## begin

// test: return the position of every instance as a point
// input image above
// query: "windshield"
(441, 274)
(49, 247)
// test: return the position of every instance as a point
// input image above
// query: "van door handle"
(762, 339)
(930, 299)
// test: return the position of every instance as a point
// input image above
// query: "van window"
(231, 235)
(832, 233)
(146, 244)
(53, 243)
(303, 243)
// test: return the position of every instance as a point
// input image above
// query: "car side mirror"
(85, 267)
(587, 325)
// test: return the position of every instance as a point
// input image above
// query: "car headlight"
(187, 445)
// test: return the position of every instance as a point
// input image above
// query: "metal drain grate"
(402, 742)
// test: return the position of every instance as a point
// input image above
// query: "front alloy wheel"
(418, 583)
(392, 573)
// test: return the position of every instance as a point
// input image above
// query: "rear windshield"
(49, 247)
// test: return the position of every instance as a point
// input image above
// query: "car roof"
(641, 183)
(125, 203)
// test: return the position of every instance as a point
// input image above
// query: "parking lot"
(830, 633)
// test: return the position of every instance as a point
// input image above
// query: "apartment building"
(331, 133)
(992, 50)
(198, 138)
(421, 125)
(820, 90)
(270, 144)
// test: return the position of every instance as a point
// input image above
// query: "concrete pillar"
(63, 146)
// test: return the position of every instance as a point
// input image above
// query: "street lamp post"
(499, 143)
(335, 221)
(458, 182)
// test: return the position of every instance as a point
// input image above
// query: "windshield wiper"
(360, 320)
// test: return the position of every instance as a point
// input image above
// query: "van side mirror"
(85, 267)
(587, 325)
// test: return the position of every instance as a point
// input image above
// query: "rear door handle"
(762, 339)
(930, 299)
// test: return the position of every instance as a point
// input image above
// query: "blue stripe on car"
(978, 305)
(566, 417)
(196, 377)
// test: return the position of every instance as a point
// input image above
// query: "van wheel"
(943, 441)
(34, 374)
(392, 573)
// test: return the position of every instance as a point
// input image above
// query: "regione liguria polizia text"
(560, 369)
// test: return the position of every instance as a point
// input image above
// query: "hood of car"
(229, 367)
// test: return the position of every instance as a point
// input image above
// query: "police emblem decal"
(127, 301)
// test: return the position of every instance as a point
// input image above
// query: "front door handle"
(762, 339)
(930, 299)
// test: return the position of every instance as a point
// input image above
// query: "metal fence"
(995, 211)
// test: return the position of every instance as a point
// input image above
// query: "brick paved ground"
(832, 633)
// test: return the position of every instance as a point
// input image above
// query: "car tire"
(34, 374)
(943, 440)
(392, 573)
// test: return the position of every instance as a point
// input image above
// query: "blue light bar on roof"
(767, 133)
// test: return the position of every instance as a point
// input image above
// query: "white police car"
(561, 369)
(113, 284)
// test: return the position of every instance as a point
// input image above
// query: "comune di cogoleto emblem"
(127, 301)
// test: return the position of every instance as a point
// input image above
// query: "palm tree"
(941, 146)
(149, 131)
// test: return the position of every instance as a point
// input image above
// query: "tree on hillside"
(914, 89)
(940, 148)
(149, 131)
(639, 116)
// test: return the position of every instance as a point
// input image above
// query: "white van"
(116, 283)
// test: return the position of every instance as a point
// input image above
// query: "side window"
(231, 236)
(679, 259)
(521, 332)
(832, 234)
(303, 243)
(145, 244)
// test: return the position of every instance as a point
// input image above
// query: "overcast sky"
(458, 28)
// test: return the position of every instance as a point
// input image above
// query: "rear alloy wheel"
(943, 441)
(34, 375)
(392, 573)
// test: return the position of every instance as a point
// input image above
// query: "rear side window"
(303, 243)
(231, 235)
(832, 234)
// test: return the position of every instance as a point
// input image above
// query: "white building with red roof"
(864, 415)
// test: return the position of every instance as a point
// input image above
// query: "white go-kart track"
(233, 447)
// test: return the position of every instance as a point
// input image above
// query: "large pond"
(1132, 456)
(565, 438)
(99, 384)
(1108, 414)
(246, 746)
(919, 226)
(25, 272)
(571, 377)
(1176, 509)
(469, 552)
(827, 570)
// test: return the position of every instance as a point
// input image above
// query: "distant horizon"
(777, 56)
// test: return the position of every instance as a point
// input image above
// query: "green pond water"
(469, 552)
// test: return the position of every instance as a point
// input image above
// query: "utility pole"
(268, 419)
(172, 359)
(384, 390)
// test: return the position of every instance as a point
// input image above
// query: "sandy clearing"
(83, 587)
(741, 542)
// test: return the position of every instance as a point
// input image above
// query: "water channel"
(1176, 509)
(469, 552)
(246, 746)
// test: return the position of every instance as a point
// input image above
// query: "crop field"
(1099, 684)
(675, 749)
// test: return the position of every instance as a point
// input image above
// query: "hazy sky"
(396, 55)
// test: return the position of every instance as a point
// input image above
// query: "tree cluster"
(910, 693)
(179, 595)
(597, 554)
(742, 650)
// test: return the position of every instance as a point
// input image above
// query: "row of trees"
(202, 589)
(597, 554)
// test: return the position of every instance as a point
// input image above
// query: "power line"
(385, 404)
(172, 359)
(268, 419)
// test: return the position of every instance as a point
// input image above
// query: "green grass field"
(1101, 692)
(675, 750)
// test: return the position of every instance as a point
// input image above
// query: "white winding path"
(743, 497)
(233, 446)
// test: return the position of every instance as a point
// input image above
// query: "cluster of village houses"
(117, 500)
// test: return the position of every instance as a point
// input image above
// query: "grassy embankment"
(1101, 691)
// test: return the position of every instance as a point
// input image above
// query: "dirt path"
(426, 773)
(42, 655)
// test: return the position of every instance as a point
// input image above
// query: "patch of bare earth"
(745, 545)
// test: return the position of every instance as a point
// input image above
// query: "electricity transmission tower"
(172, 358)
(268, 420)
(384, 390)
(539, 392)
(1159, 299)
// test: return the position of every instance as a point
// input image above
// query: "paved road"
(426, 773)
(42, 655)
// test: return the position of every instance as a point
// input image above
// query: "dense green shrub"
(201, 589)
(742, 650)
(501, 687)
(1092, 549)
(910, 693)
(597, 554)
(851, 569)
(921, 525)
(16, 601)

## end

#### [AIM OF THE EXERCISE]
How many lines in the data above contain the word "pond"? Reply with the number alone.

#### [CORRECT RESULT]
2